**Extract provided**.

Tuesday, February 09, 2016

What to do about Amazon and Gaming

So Amazon has finally launched Lumberyard (its own gaming engine). This should come as no surprise to anyone as Amazon has been signalling for the last four years that it was building up to get into gaming. Actually, when I say signalling, I mean flashing thousand foot neon signs blasting out the words "We're getting into gaming" ... it has been that subtle.

Of course, I'm sure some execs in some gaming companies are bound to be surprised. They shouldn't be. If they are, they should be truly stunned that they've been getting paid for obviously not doing their job. This would be such a pity given the high calibre and wealth of strategic talent that gaming companies have had access to. However, that said lets go through the basics.

I've previously talked about the use of mapping, how everything evolves and common economic cycles such as peace, war and wonder. The basic structure of peace, war and wonder is as follows (taken from Jan 2013 Revolution post).

**Named-object pointing items**.
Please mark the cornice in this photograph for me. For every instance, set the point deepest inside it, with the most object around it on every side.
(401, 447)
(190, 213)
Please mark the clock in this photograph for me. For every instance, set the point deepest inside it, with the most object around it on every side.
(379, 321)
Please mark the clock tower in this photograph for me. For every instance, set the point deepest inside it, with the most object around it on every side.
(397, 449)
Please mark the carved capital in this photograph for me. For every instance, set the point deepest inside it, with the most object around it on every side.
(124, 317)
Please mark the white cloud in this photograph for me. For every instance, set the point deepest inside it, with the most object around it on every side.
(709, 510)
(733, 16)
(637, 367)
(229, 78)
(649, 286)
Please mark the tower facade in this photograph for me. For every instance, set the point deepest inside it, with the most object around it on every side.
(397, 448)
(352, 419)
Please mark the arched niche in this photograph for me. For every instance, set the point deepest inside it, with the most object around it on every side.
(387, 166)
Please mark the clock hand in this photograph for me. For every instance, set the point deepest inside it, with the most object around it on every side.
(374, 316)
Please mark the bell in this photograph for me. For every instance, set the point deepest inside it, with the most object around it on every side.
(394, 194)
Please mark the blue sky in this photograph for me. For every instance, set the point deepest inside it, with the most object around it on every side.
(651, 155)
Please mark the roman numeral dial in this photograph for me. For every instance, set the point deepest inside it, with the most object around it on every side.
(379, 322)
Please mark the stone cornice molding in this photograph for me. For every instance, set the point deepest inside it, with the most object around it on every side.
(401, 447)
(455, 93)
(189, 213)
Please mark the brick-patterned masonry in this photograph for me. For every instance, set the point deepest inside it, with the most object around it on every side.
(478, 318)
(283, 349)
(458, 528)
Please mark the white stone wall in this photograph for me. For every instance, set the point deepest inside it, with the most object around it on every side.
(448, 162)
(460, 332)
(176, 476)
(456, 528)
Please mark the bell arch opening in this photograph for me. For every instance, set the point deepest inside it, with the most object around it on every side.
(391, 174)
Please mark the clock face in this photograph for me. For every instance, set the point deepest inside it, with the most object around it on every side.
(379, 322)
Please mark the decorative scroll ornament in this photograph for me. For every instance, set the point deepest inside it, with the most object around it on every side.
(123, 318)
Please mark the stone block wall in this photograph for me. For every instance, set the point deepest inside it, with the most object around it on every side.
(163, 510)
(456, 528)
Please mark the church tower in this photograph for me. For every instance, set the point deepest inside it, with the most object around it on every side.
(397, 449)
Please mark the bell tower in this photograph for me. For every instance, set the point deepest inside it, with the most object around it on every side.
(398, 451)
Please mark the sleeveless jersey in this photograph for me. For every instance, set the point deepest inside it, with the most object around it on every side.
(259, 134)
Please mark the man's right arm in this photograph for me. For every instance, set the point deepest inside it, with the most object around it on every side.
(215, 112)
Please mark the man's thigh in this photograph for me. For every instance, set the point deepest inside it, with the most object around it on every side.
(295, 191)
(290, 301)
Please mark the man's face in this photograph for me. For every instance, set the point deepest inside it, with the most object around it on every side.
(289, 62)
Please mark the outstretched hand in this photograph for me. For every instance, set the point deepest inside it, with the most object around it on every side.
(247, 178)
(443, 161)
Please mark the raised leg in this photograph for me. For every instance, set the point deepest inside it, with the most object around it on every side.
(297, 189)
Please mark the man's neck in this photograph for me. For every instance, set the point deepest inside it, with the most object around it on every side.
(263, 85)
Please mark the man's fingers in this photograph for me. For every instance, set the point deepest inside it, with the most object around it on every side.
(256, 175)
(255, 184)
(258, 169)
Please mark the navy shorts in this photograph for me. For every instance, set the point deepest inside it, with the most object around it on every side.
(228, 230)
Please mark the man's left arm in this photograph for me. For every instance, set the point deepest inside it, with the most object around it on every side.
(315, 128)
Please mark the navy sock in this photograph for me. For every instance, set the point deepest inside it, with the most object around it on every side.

**Goals**.
1. Copy the passage of the Amazon gaming post between "So Amazon has" and "been that subtle.", inclusive.
2. Continue the post on Amazon and gaming from its last sentence.

**Results for the exercise**.
1.
So Amazon has finally launched Lumberyard (its own gaming engine). This should come as no surprise to anyone as Amazon has been signalling for the last four years that it was building up to get into gaming. Actually, when I say signalling, I mean flashing thousand foot neon signs blasting out the words "We're getting into gaming" ... it has been that subtle.

2.
The Basics

Peace - the time of products
Competition is between suppliers of products with constant feature improvement. Whilst disruptive change and new entrants do occur (e.g. a new component of the value chain appears and former products are substituted), the majority of change is gradual and sustaining of those competing companies. It is a time of high margin, increasing understanding of customer needs, the introduction of rental services and relative competition i.e. a jostle for position between giant competitors. 

Because of success, inertia to change builds up within those giants whilst the activity itself continues to evolve becoming more widespread, better understood and declining in differential value. In the latter stages customers can even start to question whether they are getting a fair benefit for what they are paying but overall, this is a time of peace in that industrial ecosystem.

War - the shift from products to commodity (+utility)
In war, the successful activity has now become commonplace and "well understood". It is now suitable for more commodity or utility provision. It is suitable for industrialisation and the appearance of these more "linear" solutions i.e. the volume operations of good enough through standard interfaces. However, the existing giants have inertia to this change and so it is new entrants that are not encumbered by pre-existing business models that introduce the more commodity form. These new entrants may include former consumers who have gained enough experience to know that this activity should be provided in a different way along with the skills to do it.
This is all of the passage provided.